__What you need to do__. Write the next part of the article about the Vizier of Remedies combo deck built on Green Devotion, picking up after its final sentence.

__Extracted text__.
Video Daily Digest: Devoted To Green, But Playing Three Other Colors

Now with video! Devotion to a color doesn’t mean a deck has to stick to that hue. Ross Merriam highlights a confounding Vizier of Remedies combo deck in a Green Devotion shell that plays two other colors besides! When Utopia Sprawl and Oath of Nissa collide, anything is possible…

When Vizier of Remedies was first printed, Counters Company became the most popular shell for it and Devoted Druid, since it was the most obvious shell. However, it’s clear now that that shell has inherent problems, namely that neither combo piece is particularly effective on its own, so the deck didn’t have a solid backup plan, an issue that is exacerbated by the fact that both combo pieces are creatures and thus the combo is easy to interact with.

Since then, we’ve seen Elves emerge as a better shell for the combo, since it can make good use of Devoted Druid and already has the tools to assemble and leverage the combo without significantly affecting its original gameplan. Today’s deck operates on the same level, using Devoted Druid as a quality mana creature to fuel a devotion-based ramp plan that can consistently compete even when you don’t find Vizier of Remedies.

__Given entries__.

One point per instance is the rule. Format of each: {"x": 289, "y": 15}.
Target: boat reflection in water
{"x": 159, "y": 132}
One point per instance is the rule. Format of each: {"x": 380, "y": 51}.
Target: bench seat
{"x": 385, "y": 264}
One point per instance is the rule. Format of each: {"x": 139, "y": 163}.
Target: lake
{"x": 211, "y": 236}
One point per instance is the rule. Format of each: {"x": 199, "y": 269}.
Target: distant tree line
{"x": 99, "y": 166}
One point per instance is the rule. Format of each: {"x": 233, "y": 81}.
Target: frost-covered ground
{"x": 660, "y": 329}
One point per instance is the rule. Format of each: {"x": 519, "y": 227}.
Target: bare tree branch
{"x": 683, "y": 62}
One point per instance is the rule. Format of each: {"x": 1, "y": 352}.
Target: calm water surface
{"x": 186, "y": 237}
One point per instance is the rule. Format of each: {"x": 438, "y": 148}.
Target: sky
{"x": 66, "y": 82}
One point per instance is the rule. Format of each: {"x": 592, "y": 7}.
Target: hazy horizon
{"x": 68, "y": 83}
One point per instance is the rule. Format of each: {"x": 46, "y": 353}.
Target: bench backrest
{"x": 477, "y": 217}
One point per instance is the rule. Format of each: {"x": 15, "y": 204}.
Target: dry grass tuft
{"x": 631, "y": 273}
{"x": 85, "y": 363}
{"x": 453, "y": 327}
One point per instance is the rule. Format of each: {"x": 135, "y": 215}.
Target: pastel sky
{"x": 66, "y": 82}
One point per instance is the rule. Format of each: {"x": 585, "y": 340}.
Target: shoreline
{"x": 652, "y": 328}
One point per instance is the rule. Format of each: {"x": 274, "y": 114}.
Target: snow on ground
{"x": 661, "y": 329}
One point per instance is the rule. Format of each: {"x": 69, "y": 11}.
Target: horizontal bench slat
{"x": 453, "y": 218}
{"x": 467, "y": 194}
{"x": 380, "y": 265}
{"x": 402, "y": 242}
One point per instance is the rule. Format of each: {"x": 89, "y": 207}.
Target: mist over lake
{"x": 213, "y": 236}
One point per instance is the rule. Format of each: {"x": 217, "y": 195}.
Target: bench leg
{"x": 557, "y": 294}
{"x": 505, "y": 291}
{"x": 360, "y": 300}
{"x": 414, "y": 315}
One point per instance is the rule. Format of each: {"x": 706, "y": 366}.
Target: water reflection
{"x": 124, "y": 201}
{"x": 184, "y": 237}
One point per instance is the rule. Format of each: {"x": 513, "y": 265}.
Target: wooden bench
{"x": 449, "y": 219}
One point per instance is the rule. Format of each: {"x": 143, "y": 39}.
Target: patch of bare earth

__Reply to the exercise__.
The major pieces of the shell are Arbor Elf, Utopia Sprawl, Garruk Wildspeaker, and Oath of Nissa. The first three are a very explosive core of acceleration that Devoted Druid does an excellent job of supplementing, while Oath of Nissa provides the deck much-needed consistency and some additional devotion.

The rest of the deck is more customizable, but I believe all the choices here to be informed by the addition of the combo. Primal Command is most notable, since it’s a nice tutor for your combo pieces or your singleton Walking Ballista if you’re already generated a billion mana. Notably, you can still “go off” without Walking Ballista by chaining Eternal Witnesses and targeting many of your opponent’s lands, creating a huge battlefield presence and finishing the chain by finding Primeval Titan to set up Kessig Wolf Run.

Less obvious but still important are the other choices of creatures, most of which provide inherent card advantage. Such card advantage, alongside the addition of Fatal Push, lets the deck play an attrition plan against heavy disruption decks, an important angle because those are the decks against which the combo plan will be least effective.

I’ve been a fan of devotion strategies in Modern for a while now, but they’ve always struggled against non-interactive decks, since they’re not as fast as most combo. Devoted Druid and Vizier of Remedies could go a long way to helping the deck there, much like it did with Elves.